# WORK REQUIRED
All entries are to be copied exactly, with pictures removed.

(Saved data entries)

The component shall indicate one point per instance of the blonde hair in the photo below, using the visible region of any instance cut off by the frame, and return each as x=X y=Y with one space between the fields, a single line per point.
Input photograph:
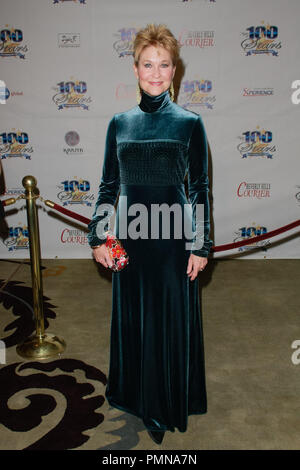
x=156 y=35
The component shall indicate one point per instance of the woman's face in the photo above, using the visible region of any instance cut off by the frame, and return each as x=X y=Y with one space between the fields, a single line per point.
x=155 y=70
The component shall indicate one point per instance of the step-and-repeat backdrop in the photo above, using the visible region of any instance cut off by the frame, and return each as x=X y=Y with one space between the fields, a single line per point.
x=66 y=68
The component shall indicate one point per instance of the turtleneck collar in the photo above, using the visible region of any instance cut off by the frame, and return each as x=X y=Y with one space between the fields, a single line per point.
x=150 y=103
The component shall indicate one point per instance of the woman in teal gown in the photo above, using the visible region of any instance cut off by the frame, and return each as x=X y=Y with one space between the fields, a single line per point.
x=157 y=367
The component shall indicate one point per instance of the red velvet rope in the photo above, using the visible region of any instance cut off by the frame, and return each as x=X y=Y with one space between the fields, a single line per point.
x=228 y=246
x=72 y=214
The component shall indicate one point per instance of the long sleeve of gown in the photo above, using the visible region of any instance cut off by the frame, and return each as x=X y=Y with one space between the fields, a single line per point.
x=108 y=189
x=198 y=188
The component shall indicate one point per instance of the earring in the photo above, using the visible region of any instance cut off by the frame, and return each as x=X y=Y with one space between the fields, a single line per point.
x=138 y=93
x=171 y=91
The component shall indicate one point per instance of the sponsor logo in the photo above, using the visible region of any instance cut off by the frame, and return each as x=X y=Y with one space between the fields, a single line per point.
x=244 y=233
x=74 y=237
x=261 y=39
x=69 y=40
x=257 y=143
x=11 y=43
x=72 y=94
x=196 y=93
x=200 y=39
x=258 y=91
x=15 y=144
x=72 y=140
x=73 y=1
x=124 y=43
x=254 y=190
x=18 y=238
x=75 y=191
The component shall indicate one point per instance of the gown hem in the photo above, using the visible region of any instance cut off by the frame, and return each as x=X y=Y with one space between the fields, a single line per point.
x=152 y=428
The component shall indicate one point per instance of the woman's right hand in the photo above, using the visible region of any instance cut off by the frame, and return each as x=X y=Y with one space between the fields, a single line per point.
x=102 y=256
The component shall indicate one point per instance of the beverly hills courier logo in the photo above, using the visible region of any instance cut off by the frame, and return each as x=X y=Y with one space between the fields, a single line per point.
x=15 y=144
x=11 y=43
x=261 y=40
x=201 y=39
x=253 y=190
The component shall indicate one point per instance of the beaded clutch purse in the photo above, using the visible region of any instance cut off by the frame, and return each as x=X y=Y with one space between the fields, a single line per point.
x=117 y=252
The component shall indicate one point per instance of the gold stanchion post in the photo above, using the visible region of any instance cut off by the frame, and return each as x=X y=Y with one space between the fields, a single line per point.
x=41 y=345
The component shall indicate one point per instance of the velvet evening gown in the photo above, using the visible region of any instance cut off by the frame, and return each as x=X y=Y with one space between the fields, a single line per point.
x=156 y=354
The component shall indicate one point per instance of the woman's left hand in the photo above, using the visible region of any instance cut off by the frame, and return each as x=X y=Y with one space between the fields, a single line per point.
x=195 y=264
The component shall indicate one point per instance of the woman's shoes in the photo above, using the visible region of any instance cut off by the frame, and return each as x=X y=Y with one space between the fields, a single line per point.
x=156 y=436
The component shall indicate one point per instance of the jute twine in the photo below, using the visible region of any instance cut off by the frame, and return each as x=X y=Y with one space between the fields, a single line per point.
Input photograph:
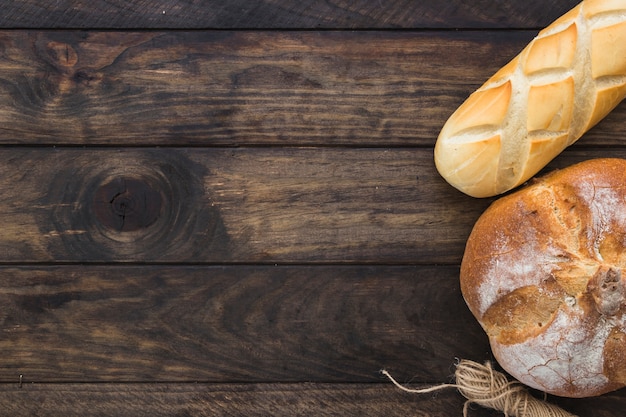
x=484 y=386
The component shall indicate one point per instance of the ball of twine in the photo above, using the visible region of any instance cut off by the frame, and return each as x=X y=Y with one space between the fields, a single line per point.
x=483 y=385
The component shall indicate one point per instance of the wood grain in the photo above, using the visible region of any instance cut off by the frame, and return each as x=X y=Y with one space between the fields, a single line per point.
x=229 y=205
x=256 y=400
x=237 y=323
x=275 y=205
x=279 y=14
x=223 y=88
x=221 y=400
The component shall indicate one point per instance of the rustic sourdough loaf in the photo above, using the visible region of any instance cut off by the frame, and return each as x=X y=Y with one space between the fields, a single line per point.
x=563 y=83
x=542 y=273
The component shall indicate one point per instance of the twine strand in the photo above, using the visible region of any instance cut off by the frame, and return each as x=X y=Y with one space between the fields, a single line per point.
x=484 y=386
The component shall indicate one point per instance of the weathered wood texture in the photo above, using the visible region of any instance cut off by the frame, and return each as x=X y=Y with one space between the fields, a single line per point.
x=280 y=14
x=246 y=88
x=237 y=323
x=235 y=213
x=246 y=205
x=254 y=400
x=222 y=400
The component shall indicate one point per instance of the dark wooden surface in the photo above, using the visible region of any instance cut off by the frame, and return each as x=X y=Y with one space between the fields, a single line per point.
x=230 y=208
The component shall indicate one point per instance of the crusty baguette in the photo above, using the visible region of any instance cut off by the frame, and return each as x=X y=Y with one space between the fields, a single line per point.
x=543 y=272
x=563 y=83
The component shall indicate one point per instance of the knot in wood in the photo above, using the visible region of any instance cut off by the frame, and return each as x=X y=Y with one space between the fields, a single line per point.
x=127 y=204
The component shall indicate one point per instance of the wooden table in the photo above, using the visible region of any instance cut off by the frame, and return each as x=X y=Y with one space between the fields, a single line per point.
x=230 y=208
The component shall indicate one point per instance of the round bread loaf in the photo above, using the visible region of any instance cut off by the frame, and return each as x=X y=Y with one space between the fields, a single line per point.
x=542 y=273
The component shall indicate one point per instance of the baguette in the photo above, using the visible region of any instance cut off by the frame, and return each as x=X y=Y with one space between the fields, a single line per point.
x=563 y=83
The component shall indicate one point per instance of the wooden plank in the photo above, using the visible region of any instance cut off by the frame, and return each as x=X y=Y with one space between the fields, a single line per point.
x=264 y=14
x=246 y=88
x=229 y=324
x=246 y=205
x=230 y=205
x=217 y=400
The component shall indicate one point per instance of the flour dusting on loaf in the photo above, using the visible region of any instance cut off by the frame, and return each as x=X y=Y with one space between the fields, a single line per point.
x=562 y=84
x=542 y=273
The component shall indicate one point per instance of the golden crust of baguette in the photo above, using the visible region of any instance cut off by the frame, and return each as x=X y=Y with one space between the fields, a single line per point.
x=563 y=83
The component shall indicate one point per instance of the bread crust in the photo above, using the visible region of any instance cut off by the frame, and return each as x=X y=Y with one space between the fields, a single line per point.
x=562 y=84
x=542 y=273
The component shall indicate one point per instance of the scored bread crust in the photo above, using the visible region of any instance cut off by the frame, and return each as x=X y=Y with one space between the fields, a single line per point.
x=563 y=83
x=542 y=273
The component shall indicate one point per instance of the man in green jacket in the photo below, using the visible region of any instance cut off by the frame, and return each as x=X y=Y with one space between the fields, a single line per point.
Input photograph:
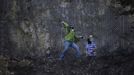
x=70 y=40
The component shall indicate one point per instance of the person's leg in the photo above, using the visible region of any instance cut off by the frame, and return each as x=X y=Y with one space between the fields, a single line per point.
x=77 y=50
x=66 y=46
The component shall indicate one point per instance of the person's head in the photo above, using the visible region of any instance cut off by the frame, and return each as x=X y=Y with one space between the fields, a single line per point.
x=89 y=41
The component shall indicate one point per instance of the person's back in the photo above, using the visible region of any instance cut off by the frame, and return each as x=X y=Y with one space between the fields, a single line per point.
x=90 y=48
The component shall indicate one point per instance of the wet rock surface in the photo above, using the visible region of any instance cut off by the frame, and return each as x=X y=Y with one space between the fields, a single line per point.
x=29 y=28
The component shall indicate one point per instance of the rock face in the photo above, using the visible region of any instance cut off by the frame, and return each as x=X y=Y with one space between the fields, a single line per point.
x=31 y=26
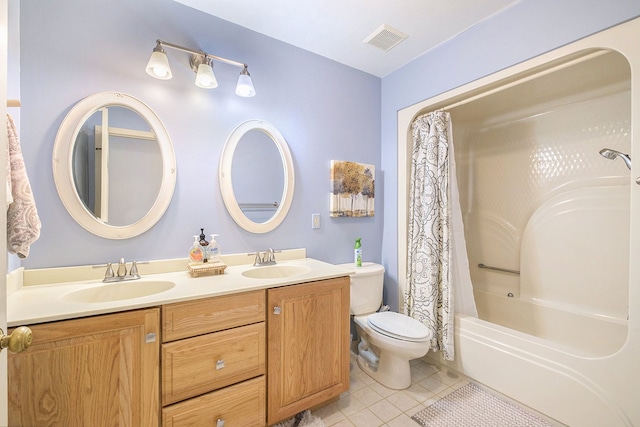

# TASK RESPONSE
The component shall indicate one point per instance of the blonde hair in the photo below, using the visible region of any instance cut off by the frame, and return each as x=X y=Y with one space between the fields, a single line per point.
Input photograph:
x=156 y=35
The component shall indicate one point per instance of the woman's face in the photo above, using the visible region of any instance cut off by the frame, and return each as x=X y=Y with one space between the fields, a single line per point.
x=155 y=70
The component shall indicate one point per instance of the step-and-repeat backdrop in the photo above, using the visible region of any instance cut off by the frame, and return each as x=X y=Y with one space between the fields, a single line per point.
x=66 y=68
The component shall indicate one point per instance of the turtleneck collar in the photo above, using the visible region of any instance cut off by the frame, and return each as x=X y=Y with one space between the fields, a single line per point.
x=150 y=103
The component shall indicate one point per instance of the woman in teal gown in the photo above, using the visible region of any instance cut off by the frame, and return each as x=X y=Y with one space between the fields, a single line per point.
x=157 y=367
The component shall indicate one point per instance of the red velvet rope in the photo above, using the visible region of any instance cut off by the frame, and return each as x=X y=Y with one space between the fields, a single line per point.
x=228 y=246
x=72 y=214
The component shall indicate one point per instance of the long sleeve of gown in the photo above, using the visible region of any instance cut off by the frame, and return each as x=X y=Y with one space between the fields, a single line per point.
x=108 y=189
x=198 y=188
The component shall indicate one point per instance of the earring in the photo above, using the visible region of any instance cut off by the frame, and return each as x=X y=Y with one space between the fields, a single line per point.
x=138 y=93
x=171 y=91
The component shall indicate one point per instance of the sponsor logo in the photo above, using the visible region of any instance cut off by the frame, and return each as x=X y=Y with one space between the fields, a single line per point.
x=244 y=233
x=74 y=237
x=261 y=39
x=69 y=40
x=257 y=143
x=11 y=43
x=72 y=94
x=196 y=93
x=200 y=39
x=258 y=91
x=15 y=144
x=72 y=140
x=73 y=1
x=124 y=43
x=254 y=190
x=18 y=238
x=75 y=191
The component shall indicate one point per instance of the gown hem in the photo above, using the visible region of any instance cut off by the frame, and return each as x=X y=Y with one space between the fields, a single line per point.
x=152 y=428
The component shall indicate one point per instance of the woman's right hand in the photo above, using the visible region of any instance cut off by the frame, and return each as x=X y=Y with one space between the fields, a single line per point.
x=102 y=256
The component shall indicate one point per instance of the beverly hills courier logo in the photo above, using the visible region of any instance cut off by the frame, and return each as x=X y=Y with one space between the fields, a single line per point.
x=15 y=144
x=11 y=43
x=261 y=40
x=201 y=39
x=253 y=190
The component shall indicate one point per instance of the beaded clutch purse in the photo above, using the visible region of any instance cut off by the frame, and return each as x=X y=Y with one space between the fields, a single line per point.
x=117 y=252
The component shall indicate one point per instance of the gold stanchion post in the photo above, using the visible region of any instance cut off by the frame, and return each as x=X y=Y with one space between the fields, a single line per point.
x=41 y=345
The component shall indicate one point per instance of the velvet evening gown in the photo above, using the visible region of any instance cut off by the frame, and return each as x=X y=Y with one space between the fields, a single line per point.
x=156 y=354
The component shall indicate one point per instance of the woman's left hand in the photo above, using the visible region of any instance cut off by the frame, and return each as x=X y=Y with one space between the fields, a single line per point.
x=195 y=264
The component shall indicate one point per instance of the woman's shoes in the photo above, using the visible region of any instance cut off by the frame, and return each as x=X y=Y with one space between the fields, a single line per point.
x=156 y=436
The component shall indicate one point per instance of the jute twine in the photo below, using the visible region of any instance cut off by the frame, and return each as x=X y=Y with one space between the fields, a single line per point.
Input photograph:
x=484 y=386
The component shall indicate one point per instance of the ball of twine in the photo above, using the visible region of any instance cut off by the frame, and return each as x=X y=Y with one space between the fields, a single line per point.
x=483 y=385
The component shall indicate one point per instance of the wood grain in the photo above, using the visible region of any instance cut off by the frame, and return each as x=X y=Y with one space between the fields, a single line per point.
x=229 y=205
x=256 y=400
x=237 y=323
x=275 y=205
x=279 y=14
x=223 y=88
x=221 y=400
The component shall indicate one point per instance of the rustic sourdough loaf in the photo above, using the visible region of any instance cut off by the frame, and return each as x=X y=Y with one space between the fields, a single line per point.
x=563 y=83
x=542 y=273
The component shall indicate one point per instance of the twine strand in the photo above, using the visible region of any instance cut off by the frame, and return each as x=X y=Y with one space between the fields, a single line per point.
x=484 y=386
The component shall indicate one point per instance of the weathered wood texture in the photo above, using the visible region of any instance cut off by the frame, and return each as x=X y=Y with one space between the fields, a single line per point.
x=280 y=14
x=246 y=88
x=237 y=323
x=235 y=213
x=246 y=205
x=254 y=400
x=222 y=400
The component shall indicate one point per instance of the dark wooden surface in the photo above, using the visible region of any instance cut off by the frame, and return each as x=X y=Y with one space between the fields, a single line per point.
x=230 y=208
The component shall indicate one point per instance of the crusty baguette in the photo above, using the visible region of any instance cut off by the frame, and return each as x=X y=Y with one space between the fields, a single line per point.
x=543 y=272
x=563 y=83
The component shall indicate one point per instance of the knot in wood in the photo above, using the visible region of any instance cut off by the frame, and return each as x=X y=Y with one space between the fields, a single line per point.
x=127 y=204
The component shall indicate one point per instance of the wooden table in the photo above, using the visible region of any instance cut off by the frame, and return each as x=X y=Y with one space between the fields, a single line per point.
x=230 y=208
The component shall indicate one point per instance of the round bread loaf in the photo above, using the visible region of any instance cut off by the frame, and return each as x=X y=Y with one space between the fields, a single line per point.
x=542 y=273
The component shall indicate one point per instance of the baguette in the photo above, using the visible region of any instance cut off by the frame, and return each as x=X y=Y with one space between the fields, a single line per point.
x=563 y=83
The component shall indicate one point per instance of the wooden plank in the photo above, using the visible region of any instance cut off by the frame, and return each as x=X y=Y with one space between the fields, a single line per point.
x=264 y=14
x=246 y=88
x=229 y=324
x=246 y=205
x=230 y=205
x=217 y=400
The component shall indicate one point per instance of the flour dusting on loaf in the photo above, using the visible region of any instance cut off by the frame, and return each as x=X y=Y with one space between the fields, a single line per point.
x=562 y=84
x=542 y=273
The component shall indicate one point per instance of the golden crust of baguette in the photo above, using the visible region of any instance cut off by the frame, and return each as x=X y=Y with one space between the fields, a single line per point.
x=563 y=83
The component shall indicate one point per instance of the bread crust in the photo above, using the visible region of any instance cut off by the frame, and return each as x=X y=Y with one space between the fields, a single line per point.
x=562 y=84
x=542 y=273
The component shall indicate one point per instance of the scored bread crust in the photo above, using the visible region of any instance cut off by the frame, and return each as x=X y=Y with one space between the fields, a single line per point.
x=563 y=83
x=542 y=273
The component shall indicate one point per instance of the man in green jacket in the photo below, using the visible region of any instance cut off by the frame, and return each as x=X y=Y with one space between the fields, a single line per point.
Input photograph:
x=70 y=40
The component shall indicate one point per instance of the person's leg in the photo above, using the visible region of any instance cut off by the frame, and return each as x=X y=Y with one space between the fields, a single line per point.
x=77 y=50
x=66 y=46
The component shall indicate one point per instance of the person's head in the photo above, using the visible region of any instance cut off by the frame, and return each as x=X y=Y with one space between the fields, a single line per point.
x=89 y=41
The component shall indicate one point per instance of the person's back in the photo above, using the visible region of any instance cut off by the frame, and return each as x=X y=Y with one space between the fields, a single line per point.
x=90 y=48
The component shall indicate one point per instance of the wet rock surface in the photo above, using the visible region of any instance cut off by the frame, and return each as x=X y=Y with one space between the fields, a single line per point.
x=29 y=28
The component shall indicate one point per instance of the rock face in the photo above, using the visible region of any instance cut off by the frame, and return each as x=X y=Y with one space between the fields, a single line per point.
x=31 y=26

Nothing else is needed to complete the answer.